■ DOCUMENT SECTION:
━━━

JP Morgan Chase Art Collection: Especially when presented in the context of a photography art fair, Laurie Simmons’ 1987 ”Walking Camera” still has plenty of bite. Its puzzling combination of inanimate object (in this case, the camera) perched on men’s legs mixes a Surreal impulse with something more incisively gendered and commercial. Perhaps it should become the visual calling card for the male gaze. (No price.)

JP Morgan Chase Art Collection: Yamini Nayar’s compositions always feel nearly impossible to understand, which is why they remain so fresh and unsettling. In this 2017 image, the planes and shadows of the sculptural installation have been flattened in ways that make it hard to unravel the reality, with steps, edges, and painted surfaces arranged in an elegantly confused jumble. (No price.)

MUUS Collection (here): This booth was a solo presentation of the early work of Rosalind Fox Solomon. Made in Scottsboro, Alabama, in the mid 1970s, the photographs capture the people at the First Monday Market, and find Solomon refining a picture-making style that mixes compassionate intimacy with an interest in overlooked eccentricities. This young woman in surprisingly large hair curlers seems wary of Solomon’s gaze, but the resulting portrait is somehow regal, the arrangement of the tubes like a makeshift crown. (No price.)

━━━

■ GIVEN PROBLEM A: In the rows below, copy out exactly the lines running from the one holding "[trace] ocean surface -> outlines" through the one holding "M286 226L335 190L420", with both of those lines included.

■ SUPPLIED DATA:
━━━

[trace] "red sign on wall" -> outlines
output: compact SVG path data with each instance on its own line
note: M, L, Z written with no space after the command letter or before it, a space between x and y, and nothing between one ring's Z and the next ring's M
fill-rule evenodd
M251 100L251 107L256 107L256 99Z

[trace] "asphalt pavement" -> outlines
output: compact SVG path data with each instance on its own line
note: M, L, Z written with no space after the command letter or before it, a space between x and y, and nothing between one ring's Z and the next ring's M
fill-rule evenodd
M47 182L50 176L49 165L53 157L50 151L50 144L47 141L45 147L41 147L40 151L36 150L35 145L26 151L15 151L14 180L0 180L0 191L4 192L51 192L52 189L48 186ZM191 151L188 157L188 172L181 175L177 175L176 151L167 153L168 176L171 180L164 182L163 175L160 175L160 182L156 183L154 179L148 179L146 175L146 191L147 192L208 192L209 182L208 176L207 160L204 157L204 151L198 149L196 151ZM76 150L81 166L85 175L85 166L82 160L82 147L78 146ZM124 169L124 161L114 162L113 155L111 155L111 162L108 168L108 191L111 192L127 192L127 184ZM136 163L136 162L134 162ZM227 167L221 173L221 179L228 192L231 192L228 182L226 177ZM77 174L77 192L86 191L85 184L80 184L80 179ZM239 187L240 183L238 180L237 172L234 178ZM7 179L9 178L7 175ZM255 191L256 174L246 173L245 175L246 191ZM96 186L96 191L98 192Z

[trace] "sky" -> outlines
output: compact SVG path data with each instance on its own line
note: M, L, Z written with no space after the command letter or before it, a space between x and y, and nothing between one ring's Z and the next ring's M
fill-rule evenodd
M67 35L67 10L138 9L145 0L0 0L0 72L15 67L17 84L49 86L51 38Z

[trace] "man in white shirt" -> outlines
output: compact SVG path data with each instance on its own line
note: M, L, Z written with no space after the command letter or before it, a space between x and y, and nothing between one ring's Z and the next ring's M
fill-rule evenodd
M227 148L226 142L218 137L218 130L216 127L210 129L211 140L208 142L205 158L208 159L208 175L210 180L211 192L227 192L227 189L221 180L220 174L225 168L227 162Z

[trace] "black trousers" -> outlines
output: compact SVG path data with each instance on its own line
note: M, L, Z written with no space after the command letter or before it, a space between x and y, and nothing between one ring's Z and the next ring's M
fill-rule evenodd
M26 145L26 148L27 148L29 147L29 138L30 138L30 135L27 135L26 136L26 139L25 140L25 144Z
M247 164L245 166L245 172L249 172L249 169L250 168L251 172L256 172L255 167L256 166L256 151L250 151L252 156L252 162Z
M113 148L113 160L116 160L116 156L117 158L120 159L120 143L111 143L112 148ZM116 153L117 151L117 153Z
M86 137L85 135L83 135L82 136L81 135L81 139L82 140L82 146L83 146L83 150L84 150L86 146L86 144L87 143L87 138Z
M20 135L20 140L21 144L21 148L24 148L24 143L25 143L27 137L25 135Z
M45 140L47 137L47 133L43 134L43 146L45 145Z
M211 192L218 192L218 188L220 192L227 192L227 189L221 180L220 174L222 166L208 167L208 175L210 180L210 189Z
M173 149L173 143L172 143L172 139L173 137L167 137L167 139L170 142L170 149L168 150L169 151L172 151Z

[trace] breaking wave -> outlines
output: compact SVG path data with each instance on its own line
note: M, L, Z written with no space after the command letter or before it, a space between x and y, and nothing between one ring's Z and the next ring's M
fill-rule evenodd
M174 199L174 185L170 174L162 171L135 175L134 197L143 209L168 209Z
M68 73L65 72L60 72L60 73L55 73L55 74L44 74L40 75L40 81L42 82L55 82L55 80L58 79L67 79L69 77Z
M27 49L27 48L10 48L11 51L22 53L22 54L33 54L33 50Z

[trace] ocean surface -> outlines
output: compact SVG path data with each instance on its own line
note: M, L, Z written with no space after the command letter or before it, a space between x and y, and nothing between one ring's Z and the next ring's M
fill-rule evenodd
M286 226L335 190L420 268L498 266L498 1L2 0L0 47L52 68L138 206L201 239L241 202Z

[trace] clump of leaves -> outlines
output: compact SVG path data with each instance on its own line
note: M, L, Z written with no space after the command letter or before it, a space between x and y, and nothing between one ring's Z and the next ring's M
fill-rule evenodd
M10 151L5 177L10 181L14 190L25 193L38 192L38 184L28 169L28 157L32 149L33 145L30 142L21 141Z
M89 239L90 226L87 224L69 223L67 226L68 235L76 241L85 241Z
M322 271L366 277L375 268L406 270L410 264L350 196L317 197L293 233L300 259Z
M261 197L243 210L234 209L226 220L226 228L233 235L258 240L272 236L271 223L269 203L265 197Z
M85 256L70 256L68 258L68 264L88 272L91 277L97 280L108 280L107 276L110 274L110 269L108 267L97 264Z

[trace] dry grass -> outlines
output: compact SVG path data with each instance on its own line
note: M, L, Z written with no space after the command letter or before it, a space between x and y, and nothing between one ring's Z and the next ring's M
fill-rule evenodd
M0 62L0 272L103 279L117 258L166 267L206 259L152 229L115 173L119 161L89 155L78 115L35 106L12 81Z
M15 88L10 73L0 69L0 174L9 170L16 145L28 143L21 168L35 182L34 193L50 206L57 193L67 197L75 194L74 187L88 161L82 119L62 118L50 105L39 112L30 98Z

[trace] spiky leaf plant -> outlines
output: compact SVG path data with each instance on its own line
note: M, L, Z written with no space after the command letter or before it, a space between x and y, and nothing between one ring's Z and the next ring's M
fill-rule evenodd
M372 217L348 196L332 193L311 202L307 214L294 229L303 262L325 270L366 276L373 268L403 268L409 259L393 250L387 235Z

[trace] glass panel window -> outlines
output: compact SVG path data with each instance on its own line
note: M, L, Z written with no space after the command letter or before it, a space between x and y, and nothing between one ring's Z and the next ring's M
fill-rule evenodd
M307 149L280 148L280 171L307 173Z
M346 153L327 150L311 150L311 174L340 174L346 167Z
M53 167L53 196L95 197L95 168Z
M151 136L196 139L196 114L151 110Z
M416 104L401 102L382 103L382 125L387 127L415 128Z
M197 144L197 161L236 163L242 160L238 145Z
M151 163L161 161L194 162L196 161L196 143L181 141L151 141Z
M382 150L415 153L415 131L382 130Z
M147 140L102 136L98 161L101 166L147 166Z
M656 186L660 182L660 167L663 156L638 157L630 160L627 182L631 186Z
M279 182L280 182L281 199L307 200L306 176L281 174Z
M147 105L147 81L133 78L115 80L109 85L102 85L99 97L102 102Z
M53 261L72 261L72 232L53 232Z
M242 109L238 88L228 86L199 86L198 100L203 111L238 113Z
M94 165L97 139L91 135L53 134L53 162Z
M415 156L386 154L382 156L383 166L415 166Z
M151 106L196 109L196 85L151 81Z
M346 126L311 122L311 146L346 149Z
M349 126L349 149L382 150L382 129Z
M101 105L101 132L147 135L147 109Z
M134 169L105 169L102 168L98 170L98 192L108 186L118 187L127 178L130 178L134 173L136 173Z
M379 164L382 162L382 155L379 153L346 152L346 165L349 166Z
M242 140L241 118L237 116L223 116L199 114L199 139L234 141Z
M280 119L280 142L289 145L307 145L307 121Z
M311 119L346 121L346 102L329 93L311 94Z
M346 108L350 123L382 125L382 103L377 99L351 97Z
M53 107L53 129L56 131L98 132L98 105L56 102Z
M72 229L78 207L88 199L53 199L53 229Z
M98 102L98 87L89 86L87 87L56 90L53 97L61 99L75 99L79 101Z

━━━

■ GIVEN PROBLEM B: Extend the art fair photography commentary above, beginning right after its last sentence.

■ TASK ANSWER A:
[trace] ocean surface -> outlines
output: compact SVG path data with each instance on its own line
note: M, L, Z written with no space after the command letter or before it, a space between x and y, and nothing between one ring's Z and the next ring's M
fill-rule evenodd
M286 226L335 190L420 268L498 266L498 1L2 0L0 47L52 68L138 206L201 239L241 202Z

■ TASK ANSWER B:
Fondation des Amis du Musée du Prado: Many photographers have recreated the aesthetics of still life paintings, but this image by Pilar Pequeño is certainly a best of breed example. The precise arrangement of the garlic on the plate (and the few loose shards of peelings nearby), the way the light is cast across the setup, and the general angle of the vantage point all help to provide the structure of such a faithful recreation. But this image goes several steps further, getting the warm glow of the tin plate and the pink color shadings of the garlic cloves just right. (No price.)

Fondation des Amis du Musée du Prado: This crackled and sepia-toned image was made by Joan Fontcuberta using the Prado as his ostensible subject. He began with a 19th century panorama of the interior of the museum’s central gallery displayed with a rotating device called a graphoscope, and then enlarged a tiny fragment of that larger image. His composition mixes the fragment of a wall (two corners of framed paintings can be seen near the edges) with the deterioration of the original print itself, the surface becoming gloriously tactile, and making it difficult to untangle actual history from the concepts of preservation and decay.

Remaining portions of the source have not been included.